(Stored data entries)

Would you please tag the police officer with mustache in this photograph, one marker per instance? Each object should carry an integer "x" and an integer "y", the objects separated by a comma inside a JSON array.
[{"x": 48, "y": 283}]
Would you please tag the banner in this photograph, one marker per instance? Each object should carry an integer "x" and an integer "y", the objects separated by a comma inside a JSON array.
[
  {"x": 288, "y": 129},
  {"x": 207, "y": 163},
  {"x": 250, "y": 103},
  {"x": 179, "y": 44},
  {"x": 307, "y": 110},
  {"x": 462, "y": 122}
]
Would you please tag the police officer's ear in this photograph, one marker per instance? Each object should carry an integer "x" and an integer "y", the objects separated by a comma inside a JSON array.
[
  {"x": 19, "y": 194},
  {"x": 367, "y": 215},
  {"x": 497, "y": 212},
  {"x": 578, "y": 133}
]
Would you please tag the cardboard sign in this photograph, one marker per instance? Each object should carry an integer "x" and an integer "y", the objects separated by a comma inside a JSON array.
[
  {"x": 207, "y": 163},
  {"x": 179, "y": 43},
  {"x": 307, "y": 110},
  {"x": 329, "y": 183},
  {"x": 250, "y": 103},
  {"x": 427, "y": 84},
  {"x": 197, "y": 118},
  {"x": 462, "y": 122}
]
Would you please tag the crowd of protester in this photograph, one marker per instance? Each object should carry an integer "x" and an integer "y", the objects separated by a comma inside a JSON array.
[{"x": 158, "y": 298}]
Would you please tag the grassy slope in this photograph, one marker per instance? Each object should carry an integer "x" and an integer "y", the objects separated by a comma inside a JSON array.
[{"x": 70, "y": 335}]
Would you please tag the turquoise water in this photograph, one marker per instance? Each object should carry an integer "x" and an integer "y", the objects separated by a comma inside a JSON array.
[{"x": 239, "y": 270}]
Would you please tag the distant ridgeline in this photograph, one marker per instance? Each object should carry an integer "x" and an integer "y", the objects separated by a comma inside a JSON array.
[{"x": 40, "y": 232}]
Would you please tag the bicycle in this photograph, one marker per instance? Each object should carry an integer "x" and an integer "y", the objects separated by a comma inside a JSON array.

## What is needed
Only the lines from the one containing "Would you please tag the distant" through the last line of the records are to be set down, exactly as they appear.

## Solution to the exercise
Would you please tag the distant ridgeline in this photograph, one marker per instance? Each object should carry an integer "x" and an integer "y", the objects separated by a comma inside a JSON array.
[{"x": 40, "y": 232}]
Would you please tag the bicycle in this photograph, one marker per instance? Each object should carry an integer "x" and an integer "y", the objects separated by a comma inside a JSON array.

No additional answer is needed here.